■ **GOAL**: Convert the records into a two-column CSV with the header row text,answer, one row per record. Begin at the line containing "Could you please indicate the green lawn" and end at the final record. Put the record's text and its answer each in a single quoted field, replace line breaks with spaces, and omit the pictures.

■ **AVAILABLE RECORDS**:

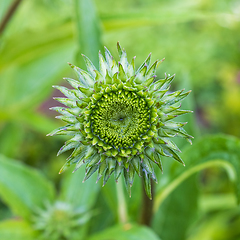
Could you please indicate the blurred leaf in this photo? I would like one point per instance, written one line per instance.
(178, 199)
(29, 84)
(10, 139)
(88, 29)
(177, 212)
(74, 191)
(151, 18)
(220, 226)
(126, 232)
(16, 230)
(22, 188)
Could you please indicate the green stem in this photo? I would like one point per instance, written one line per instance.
(122, 206)
(165, 192)
(9, 15)
(147, 206)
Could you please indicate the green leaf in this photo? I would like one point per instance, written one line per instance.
(22, 188)
(180, 195)
(88, 29)
(177, 212)
(16, 230)
(73, 190)
(126, 232)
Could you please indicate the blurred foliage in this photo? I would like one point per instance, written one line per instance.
(201, 43)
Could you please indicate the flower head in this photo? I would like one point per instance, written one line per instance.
(120, 119)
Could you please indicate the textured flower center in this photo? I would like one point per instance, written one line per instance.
(120, 119)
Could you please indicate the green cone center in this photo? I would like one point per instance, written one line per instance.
(120, 119)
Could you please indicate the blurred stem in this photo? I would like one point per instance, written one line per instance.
(147, 206)
(88, 30)
(122, 206)
(12, 9)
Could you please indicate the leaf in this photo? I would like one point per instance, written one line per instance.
(23, 188)
(126, 232)
(180, 195)
(177, 212)
(16, 230)
(88, 29)
(73, 190)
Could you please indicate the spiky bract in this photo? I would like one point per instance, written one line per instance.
(120, 119)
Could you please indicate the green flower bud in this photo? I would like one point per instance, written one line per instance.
(120, 119)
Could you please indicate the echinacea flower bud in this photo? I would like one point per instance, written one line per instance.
(120, 119)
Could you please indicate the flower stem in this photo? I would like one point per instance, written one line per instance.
(147, 206)
(122, 206)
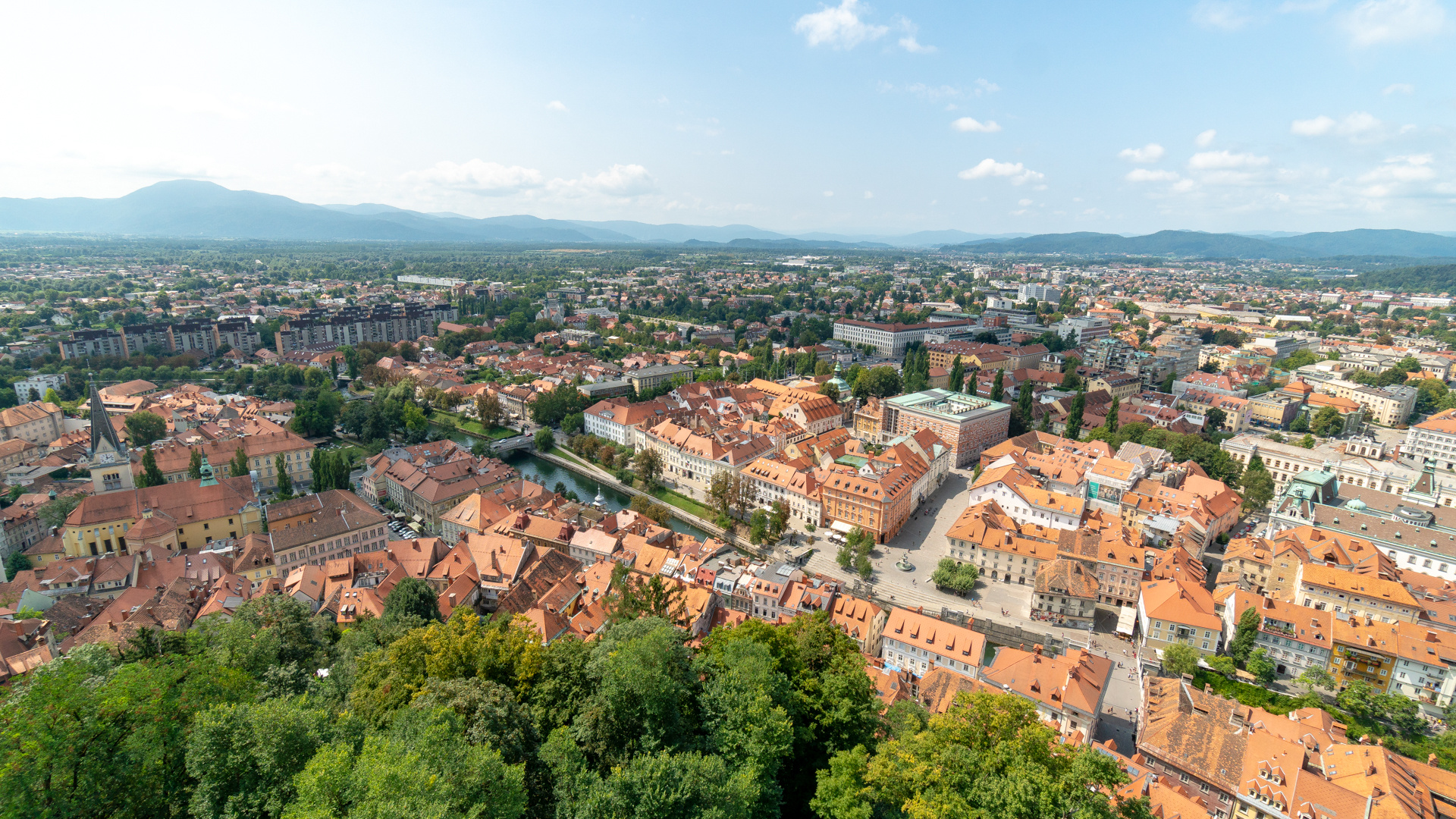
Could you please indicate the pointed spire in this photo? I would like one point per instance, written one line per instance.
(101, 425)
(209, 479)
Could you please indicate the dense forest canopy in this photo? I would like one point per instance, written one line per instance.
(475, 717)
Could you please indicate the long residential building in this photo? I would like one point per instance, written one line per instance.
(967, 425)
(261, 450)
(431, 488)
(357, 324)
(182, 337)
(313, 529)
(164, 518)
(691, 460)
(889, 340)
(1286, 461)
(38, 422)
(1433, 441)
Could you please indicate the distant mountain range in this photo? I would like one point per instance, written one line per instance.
(206, 210)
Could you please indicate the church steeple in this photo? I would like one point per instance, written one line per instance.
(102, 433)
(109, 460)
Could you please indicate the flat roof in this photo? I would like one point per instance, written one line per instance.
(946, 403)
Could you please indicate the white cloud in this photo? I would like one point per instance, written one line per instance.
(967, 124)
(479, 177)
(1357, 126)
(1149, 175)
(332, 171)
(1316, 127)
(1222, 15)
(617, 181)
(1225, 161)
(1397, 169)
(913, 47)
(1152, 152)
(1373, 22)
(837, 27)
(909, 42)
(1014, 171)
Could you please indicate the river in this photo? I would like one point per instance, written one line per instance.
(548, 474)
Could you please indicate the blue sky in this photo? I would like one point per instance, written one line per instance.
(881, 117)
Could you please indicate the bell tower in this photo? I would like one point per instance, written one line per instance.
(109, 460)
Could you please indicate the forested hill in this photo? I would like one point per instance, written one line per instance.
(1420, 279)
(476, 719)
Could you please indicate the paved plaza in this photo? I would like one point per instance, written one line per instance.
(922, 541)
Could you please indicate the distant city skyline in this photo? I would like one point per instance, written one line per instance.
(887, 117)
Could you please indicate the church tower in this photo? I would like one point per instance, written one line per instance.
(109, 461)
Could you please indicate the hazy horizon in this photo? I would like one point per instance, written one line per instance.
(851, 118)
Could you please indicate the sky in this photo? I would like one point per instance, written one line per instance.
(856, 117)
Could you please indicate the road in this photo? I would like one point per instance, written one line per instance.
(922, 541)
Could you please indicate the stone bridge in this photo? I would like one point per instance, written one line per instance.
(513, 444)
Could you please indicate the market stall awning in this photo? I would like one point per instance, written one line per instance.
(1126, 620)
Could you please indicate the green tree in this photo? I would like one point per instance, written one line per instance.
(654, 596)
(1215, 419)
(239, 464)
(17, 561)
(987, 757)
(245, 757)
(1180, 659)
(1110, 425)
(1316, 676)
(956, 576)
(1261, 667)
(1258, 484)
(145, 428)
(411, 596)
(758, 526)
(1329, 423)
(1244, 634)
(55, 512)
(650, 465)
(150, 474)
(1222, 665)
(957, 375)
(1075, 416)
(421, 768)
(284, 482)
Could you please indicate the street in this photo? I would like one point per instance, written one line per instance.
(922, 541)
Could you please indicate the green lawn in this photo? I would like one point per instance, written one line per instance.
(683, 502)
(473, 428)
(561, 452)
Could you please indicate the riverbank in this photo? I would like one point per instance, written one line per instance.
(609, 480)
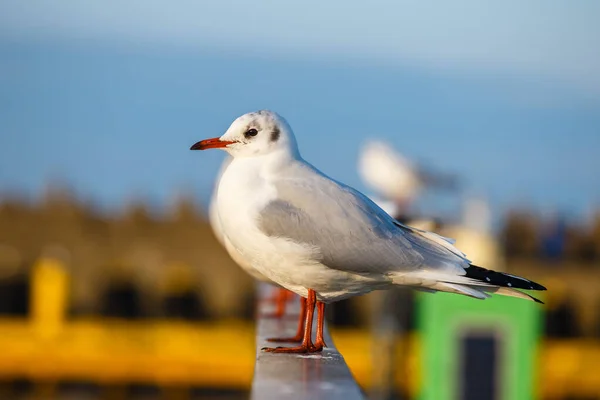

■ **REPLY**:
text,answer
"Could you please indicate the green lawn in this photo? I would like one point per instance, written one line per instance.","(683, 502) (473, 428) (561, 452)"
"Could you please indicate the riverbank in this photo? I would like one point per instance, written one line per instance.","(609, 480)"